GIVEN PASSAGE:
** start **
Velocidex / velociraptor

Digging Deeper....
https://docs.velociraptor.app/
Other
2.8k stars 469 forks source link

FR: Add timestamp formatting function #3594

Open predictiple opened 1 week ago

predictiple commented 1 week ago

It would be nice to have access to the predefined formats and custom output formatting that Go's time.Format provides (https://pkg.go.dev/time#pkg-constants).

We can currently build custom formats using format() but it can get messy. For example if you need a timestamp string to pass to an external system that demands milliseconds then it requires some string manipulation because we only have nanoseconds available. But if the original parsed timestamp had no fractional seconds then .Nanosecond will be ~Null~ (actually int 0) which breaks the formatting. This then requires messy VQL to compensate like this:

LET eventDate = format(
    format="%v.%v",
    args=[parse_string_with_regex(string=Timestamp.String, regex='''(^.+)Z''').g1, if(
      condition=Timestamp.Nanosecond,
      then=parse_string_with_regex(
        string=str(
          str=Timestamp.Nanosecond),
        regex='''(^\d\d\d)''').g1,
      else="000")])

If we could specify something like Timestamp.Format.StampMilli that would be more elegant.

scudette commented 1 week ago

Im not sure I understand the problem with nanosecond -> microsecond conversion? isnt it just multiplying by 1000000

predictiple commented 1 week ago

Hopefully this example will help.

Say you have a timestamps like this 2024-02-02T04:42:00Z and like this 2024-02-02T04:42:00.123456Z.

They could originate in the same log or could come from separate sources which need to be post-processed to a consistent format so that you can send them to an API, as strings, which requires them to be formatted consistently like this 2024-02-02T04:42:00.000 and this 2024-02-02T04:42:00.123

Parsing them with timestamp() means the Nanosecond component will be int 0 and 123456000 respectively. Multiplication can help with the second one but not the first because it won't pad it out to become "000". Truncating them, as I did in the above example using regex, will also work for the second timestamp but not the first.
** end **
SHORT EXERCISE A: Reproduce the entries word for word, from the line containing "TARGET = white car" through the last line of the entries.
The issue thread and the entries have nothing to do with each other.

EXERCISE DATA:
** start **
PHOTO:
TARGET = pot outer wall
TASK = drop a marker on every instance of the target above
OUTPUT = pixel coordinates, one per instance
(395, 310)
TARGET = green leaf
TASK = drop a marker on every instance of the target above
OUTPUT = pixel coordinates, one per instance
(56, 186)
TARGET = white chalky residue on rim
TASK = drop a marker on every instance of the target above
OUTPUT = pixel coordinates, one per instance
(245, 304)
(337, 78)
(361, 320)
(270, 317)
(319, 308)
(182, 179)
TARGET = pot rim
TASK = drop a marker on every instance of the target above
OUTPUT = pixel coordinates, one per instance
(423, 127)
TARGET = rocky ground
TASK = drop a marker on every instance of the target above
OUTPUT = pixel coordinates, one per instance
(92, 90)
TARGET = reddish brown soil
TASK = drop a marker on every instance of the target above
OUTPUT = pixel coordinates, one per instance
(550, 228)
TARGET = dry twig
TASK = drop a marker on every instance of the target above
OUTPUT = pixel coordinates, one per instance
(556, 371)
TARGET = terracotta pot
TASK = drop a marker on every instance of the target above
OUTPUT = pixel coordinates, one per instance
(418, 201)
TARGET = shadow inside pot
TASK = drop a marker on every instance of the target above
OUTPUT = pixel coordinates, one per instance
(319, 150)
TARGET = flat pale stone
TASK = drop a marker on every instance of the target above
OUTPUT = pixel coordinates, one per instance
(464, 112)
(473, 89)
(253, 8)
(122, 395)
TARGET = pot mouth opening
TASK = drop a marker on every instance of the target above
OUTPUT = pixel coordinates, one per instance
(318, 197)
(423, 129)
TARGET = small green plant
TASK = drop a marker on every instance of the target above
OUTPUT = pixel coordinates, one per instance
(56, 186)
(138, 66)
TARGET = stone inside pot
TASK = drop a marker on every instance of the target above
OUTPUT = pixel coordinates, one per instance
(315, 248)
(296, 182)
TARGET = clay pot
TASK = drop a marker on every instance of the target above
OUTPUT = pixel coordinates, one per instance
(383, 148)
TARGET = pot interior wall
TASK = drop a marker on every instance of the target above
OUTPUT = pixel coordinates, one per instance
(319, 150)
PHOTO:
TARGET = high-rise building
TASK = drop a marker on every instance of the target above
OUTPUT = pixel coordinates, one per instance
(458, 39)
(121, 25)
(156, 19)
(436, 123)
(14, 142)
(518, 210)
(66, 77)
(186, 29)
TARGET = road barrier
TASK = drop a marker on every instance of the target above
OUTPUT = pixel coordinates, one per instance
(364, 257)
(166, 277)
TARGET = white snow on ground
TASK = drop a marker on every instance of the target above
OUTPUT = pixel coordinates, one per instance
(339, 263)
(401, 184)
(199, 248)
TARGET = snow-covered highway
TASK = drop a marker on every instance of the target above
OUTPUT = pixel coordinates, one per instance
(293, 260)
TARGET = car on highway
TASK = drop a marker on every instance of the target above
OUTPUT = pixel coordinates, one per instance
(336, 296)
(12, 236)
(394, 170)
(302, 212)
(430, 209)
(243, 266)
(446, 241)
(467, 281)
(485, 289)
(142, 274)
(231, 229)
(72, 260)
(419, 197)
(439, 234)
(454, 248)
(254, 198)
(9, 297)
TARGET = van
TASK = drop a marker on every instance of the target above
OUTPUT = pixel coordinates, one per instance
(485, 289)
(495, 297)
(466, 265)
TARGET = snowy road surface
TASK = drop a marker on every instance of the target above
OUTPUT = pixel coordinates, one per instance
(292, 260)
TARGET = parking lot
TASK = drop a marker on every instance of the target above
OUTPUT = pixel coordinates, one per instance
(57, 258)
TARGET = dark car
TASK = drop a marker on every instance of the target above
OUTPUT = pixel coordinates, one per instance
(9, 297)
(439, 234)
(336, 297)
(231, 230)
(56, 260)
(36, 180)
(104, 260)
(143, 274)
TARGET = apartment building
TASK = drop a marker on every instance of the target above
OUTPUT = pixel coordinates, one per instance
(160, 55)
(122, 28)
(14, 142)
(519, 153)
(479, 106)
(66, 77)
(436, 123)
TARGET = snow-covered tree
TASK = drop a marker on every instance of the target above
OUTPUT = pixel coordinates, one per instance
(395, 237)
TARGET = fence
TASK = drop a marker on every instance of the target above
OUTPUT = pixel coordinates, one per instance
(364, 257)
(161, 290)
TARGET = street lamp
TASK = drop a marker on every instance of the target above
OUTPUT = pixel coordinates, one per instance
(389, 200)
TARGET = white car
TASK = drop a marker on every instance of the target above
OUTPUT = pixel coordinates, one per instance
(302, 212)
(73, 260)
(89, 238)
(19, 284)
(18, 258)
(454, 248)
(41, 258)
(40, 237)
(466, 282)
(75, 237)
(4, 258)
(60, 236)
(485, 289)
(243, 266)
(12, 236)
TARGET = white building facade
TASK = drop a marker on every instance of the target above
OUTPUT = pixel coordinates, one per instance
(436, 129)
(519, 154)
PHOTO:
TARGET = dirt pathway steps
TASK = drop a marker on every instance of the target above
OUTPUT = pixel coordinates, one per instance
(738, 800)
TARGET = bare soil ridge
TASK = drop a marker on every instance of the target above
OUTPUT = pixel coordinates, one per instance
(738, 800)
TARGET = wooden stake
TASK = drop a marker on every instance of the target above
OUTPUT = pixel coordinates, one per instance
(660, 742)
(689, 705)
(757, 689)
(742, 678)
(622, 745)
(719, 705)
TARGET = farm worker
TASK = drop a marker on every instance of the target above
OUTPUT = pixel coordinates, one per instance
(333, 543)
** end **
SHORT EXERCISE B: In the issue thread, what value does the Nanosecond component take when 2024-02-02T04:42:00Z is parsed with timestamp()?

FULL SOLUTION A:
TARGET = white car
TASK = drop a marker on every instance of the target above
OUTPUT = pixel coordinates, one per instance
(302, 212)
(73, 260)
(89, 238)
(19, 284)
(18, 258)
(454, 248)
(41, 258)
(40, 237)
(466, 282)
(75, 237)
(4, 258)
(60, 236)
(485, 289)
(243, 266)
(12, 236)
TARGET = white building facade
TASK = drop a marker on every instance of the target above
OUTPUT = pixel coordinates, one per instance
(436, 129)
(519, 154)
PHOTO:
TARGET = dirt pathway steps
TASK = drop a marker on every instance of the target above
OUTPUT = pixel coordinates, one per instance
(738, 800)
TARGET = bare soil ridge
TASK = drop a marker on every instance of the target above
OUTPUT = pixel coordinates, one per instance
(738, 800)
TARGET = wooden stake
TASK = drop a marker on every instance of the target above
OUTPUT = pixel coordinates, one per instance
(660, 742)
(689, 705)
(757, 689)
(742, 678)
(622, 745)
(719, 705)
TARGET = farm worker
TASK = drop a marker on every instance of the target above
OUTPUT = pixel coordinates, one per instance
(333, 543)

FULL SOLUTION B: int 0